To do
All the data should come back exactly as it was given.
____
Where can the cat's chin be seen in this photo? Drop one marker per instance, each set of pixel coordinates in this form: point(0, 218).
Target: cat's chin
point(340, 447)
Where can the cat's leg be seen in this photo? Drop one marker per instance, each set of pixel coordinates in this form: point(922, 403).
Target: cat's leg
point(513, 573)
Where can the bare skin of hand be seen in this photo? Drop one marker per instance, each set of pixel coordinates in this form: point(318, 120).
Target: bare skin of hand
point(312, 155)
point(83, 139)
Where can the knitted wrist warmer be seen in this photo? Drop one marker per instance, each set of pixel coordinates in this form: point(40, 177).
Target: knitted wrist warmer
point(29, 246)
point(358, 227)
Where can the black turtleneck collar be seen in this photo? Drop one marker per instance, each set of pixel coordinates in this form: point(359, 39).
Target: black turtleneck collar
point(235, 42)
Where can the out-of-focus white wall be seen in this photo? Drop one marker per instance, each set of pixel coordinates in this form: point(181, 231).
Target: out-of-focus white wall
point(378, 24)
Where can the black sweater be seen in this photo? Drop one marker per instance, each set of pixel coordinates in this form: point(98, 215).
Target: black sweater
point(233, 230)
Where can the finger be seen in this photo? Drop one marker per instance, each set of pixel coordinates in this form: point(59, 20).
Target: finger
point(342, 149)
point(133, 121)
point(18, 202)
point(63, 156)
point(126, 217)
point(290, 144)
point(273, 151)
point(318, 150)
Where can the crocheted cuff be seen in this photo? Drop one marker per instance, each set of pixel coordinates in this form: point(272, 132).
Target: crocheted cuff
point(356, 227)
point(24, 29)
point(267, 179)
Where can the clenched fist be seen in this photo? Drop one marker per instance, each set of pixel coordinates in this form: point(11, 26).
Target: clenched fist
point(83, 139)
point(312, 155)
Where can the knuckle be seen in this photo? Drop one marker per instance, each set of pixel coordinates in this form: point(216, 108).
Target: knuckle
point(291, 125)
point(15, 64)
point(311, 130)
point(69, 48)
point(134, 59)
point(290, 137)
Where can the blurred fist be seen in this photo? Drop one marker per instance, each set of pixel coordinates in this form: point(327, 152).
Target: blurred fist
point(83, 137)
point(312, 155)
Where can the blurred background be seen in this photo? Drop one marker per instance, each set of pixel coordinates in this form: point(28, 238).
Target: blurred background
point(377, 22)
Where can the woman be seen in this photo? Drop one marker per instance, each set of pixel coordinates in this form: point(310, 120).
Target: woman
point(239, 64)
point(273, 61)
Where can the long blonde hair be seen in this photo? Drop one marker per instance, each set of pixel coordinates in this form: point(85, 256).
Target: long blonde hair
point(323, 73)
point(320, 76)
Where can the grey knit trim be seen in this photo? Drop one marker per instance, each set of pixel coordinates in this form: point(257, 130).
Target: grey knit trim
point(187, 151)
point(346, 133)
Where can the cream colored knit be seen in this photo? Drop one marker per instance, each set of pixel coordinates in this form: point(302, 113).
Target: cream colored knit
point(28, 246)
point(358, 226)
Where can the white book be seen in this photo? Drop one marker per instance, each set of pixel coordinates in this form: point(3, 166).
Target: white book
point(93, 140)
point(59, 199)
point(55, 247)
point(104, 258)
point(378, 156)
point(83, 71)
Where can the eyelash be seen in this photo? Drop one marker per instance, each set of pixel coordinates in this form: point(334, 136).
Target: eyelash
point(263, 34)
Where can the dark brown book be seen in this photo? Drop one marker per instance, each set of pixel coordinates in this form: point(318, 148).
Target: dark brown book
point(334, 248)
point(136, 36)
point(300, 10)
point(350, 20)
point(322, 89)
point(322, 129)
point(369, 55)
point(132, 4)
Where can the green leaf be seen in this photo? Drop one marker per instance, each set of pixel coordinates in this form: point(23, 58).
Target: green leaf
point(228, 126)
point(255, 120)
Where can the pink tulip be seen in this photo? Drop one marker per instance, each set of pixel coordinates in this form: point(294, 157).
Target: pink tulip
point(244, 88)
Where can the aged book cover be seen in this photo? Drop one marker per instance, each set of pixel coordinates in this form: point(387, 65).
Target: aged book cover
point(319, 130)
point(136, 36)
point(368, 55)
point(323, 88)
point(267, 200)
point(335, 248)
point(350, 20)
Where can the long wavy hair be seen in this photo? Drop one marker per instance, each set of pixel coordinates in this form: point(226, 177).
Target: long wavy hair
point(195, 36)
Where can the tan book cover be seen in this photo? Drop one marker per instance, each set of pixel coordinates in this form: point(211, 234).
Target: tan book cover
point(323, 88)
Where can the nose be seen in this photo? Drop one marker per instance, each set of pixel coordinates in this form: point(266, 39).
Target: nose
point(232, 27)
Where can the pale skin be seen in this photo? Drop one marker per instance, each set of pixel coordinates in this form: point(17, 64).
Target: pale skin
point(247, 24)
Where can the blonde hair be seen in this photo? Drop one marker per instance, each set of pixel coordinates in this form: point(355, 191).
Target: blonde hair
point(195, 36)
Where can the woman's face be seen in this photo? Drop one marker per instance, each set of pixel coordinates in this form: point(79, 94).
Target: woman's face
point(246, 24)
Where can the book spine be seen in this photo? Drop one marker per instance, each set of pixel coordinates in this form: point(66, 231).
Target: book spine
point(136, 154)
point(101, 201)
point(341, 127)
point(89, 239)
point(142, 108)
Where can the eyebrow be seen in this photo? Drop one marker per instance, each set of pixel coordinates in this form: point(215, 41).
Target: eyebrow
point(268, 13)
____
Response to the exercise
Where can the cat's chin be seen in this photo? Drop one marker per instance, each set of pixel coordinates in this form: point(0, 218).
Target: cat's chin
point(340, 447)
Where can the cat's leg be seen in this photo? Drop one marker per instance, each set of pixel coordinates in this form: point(922, 403).
Target: cat's leg
point(513, 573)
Where can the bare skin of hand be seen in this photo? Drop one marker per instance, each set of pixel coordinates in this form: point(318, 120).
Target: bare skin of hand
point(312, 155)
point(83, 139)
Where can the knitted wrist warmer be seen in this photo? Drop one marker per instance, each set of pixel coordinates in this form: point(40, 177).
Target: knitted wrist warmer
point(29, 246)
point(358, 227)
Where can the black turtleneck collar be seen in this photo? Drop one marker per instance, each set of pixel coordinates in this form: point(359, 39).
Target: black turtleneck collar
point(235, 42)
Where can the out-of-focus white wall be seen in this photo? Drop one marker per instance, each set of pixel coordinates in this form: point(181, 231).
Target: out-of-focus white wall
point(378, 24)
Where can the black sweater be seen in this photo? Drop one marker per instance, each set of pixel coordinates in this form: point(98, 215).
Target: black sweater
point(233, 230)
Where can the finger be seen in this photo? Drop one marker per instance, each set of pixel coordinates in this form: point(59, 20).
Target: finger
point(342, 149)
point(133, 121)
point(18, 202)
point(63, 156)
point(126, 217)
point(290, 144)
point(273, 151)
point(318, 150)
Where can the crocheted cuff be seen in this photo? Drop one marker per instance, each set of pixel coordinates in this form: point(272, 132).
Target: crocheted cuff
point(356, 227)
point(24, 29)
point(267, 179)
Where can the clenched fist be seen in this photo? Drop one marker per instance, each set of pixel coordinates in this form: point(11, 26).
Target: clenched fist
point(83, 139)
point(312, 155)
Where can the knuckle be seen in this photo? Drop one marker per instance, each set of pixel coordinates in this form: point(216, 108).
Target: knuckle
point(291, 125)
point(15, 64)
point(311, 130)
point(69, 48)
point(134, 59)
point(290, 137)
Where can the blurred fist be seen in this photo? Drop one marker per instance, each set of pixel coordinates in this form: point(327, 152).
Target: blurred fist
point(83, 137)
point(312, 155)
Where can the blurred background be seen in this photo? Drop one marker per instance, each set of pixel coordinates in this form: point(28, 238).
Target: blurred background
point(377, 22)
Where can the woman be seen in this photo? Drop one marker per instance, each set of pixel coordinates in this form: point(310, 120).
Target: woman
point(239, 64)
point(273, 61)
Where can the long blonde hair be seen in this photo? Drop one marker per instance, each set of pixel coordinates in this form: point(85, 256).
Target: long blonde hair
point(323, 73)
point(320, 76)
Where can the grey knit trim be seen in this photo? Drop one marker per instance, each set of pixel coordinates in this form: point(257, 130).
Target: grey knit trim
point(187, 151)
point(346, 133)
Where can the cream colored knit be seen in this photo? Drop one marker per instance, each set of pixel coordinates in this form: point(302, 113).
Target: cream colored knit
point(28, 246)
point(358, 226)
Where can the white book be seen in this photo? Drop one marker per instance, each set of pixel coordinates in this form: point(3, 166).
Target: white book
point(93, 140)
point(59, 199)
point(55, 247)
point(104, 258)
point(378, 156)
point(83, 71)
Where can the eyelash be seen in this photo? Drop one marker per instance, each set of pixel coordinates in this form: point(334, 136).
Target: eyelash
point(263, 34)
Where can the dark brown book be seen in this photo? Drop one marker per instance, each set of pixel coordinates in this form: point(318, 148).
Target: dark brown book
point(334, 248)
point(136, 36)
point(300, 10)
point(350, 20)
point(322, 89)
point(322, 129)
point(369, 55)
point(132, 4)
Where can the green leaf be seen in this photo? Drop one marker per instance, each set of pixel coordinates in this form: point(23, 58).
Target: green leaf
point(228, 126)
point(255, 120)
Where can the pink tulip be seen in this photo? Drop one marker per instance, each set of pixel coordinates in this form: point(294, 157).
Target: pink tulip
point(244, 88)
Where can the aged book cover be seen in this photo? Drop one marker per instance, each set of pixel coordinates in this form: point(387, 65).
Target: aged book cover
point(319, 130)
point(136, 36)
point(368, 55)
point(323, 88)
point(267, 200)
point(335, 248)
point(350, 20)
Where can the long wavy hair be seen in this photo? Drop one marker per instance, each set of pixel coordinates in this form: point(226, 177).
Target: long wavy hair
point(195, 36)
Where can the tan book cover be seen in this photo? Drop one marker per instance, each set of pixel coordinates in this form: point(211, 234).
Target: tan book cover
point(323, 88)
Where can the nose be seen in this photo? Drop one marker per instance, each set of pixel coordinates in this form: point(266, 39).
Target: nose
point(232, 27)
Where can the pale skin be seen in this photo? Drop one marker per instance, each set of pixel coordinates in this form: point(17, 64).
Target: pale skin
point(247, 24)
Where can the blonde hair be seen in this photo? Drop one marker per instance, each set of pixel coordinates in this form: point(355, 191).
Target: blonde hair
point(195, 36)
Where can the woman's face be seen in this photo? Drop one marker per instance, each set of pixel coordinates in this form: point(79, 94).
Target: woman's face
point(246, 24)
Where can the book spine be seen in this photo? Drop one marker per instance, each set of pixel coordinates in this form: point(66, 231).
Target: book spine
point(136, 154)
point(101, 201)
point(341, 127)
point(89, 239)
point(142, 108)
Where can the eyebrow be seen in this photo? Drop one marker per instance, each set of pixel coordinates in this form: point(215, 41).
Target: eyebrow
point(268, 13)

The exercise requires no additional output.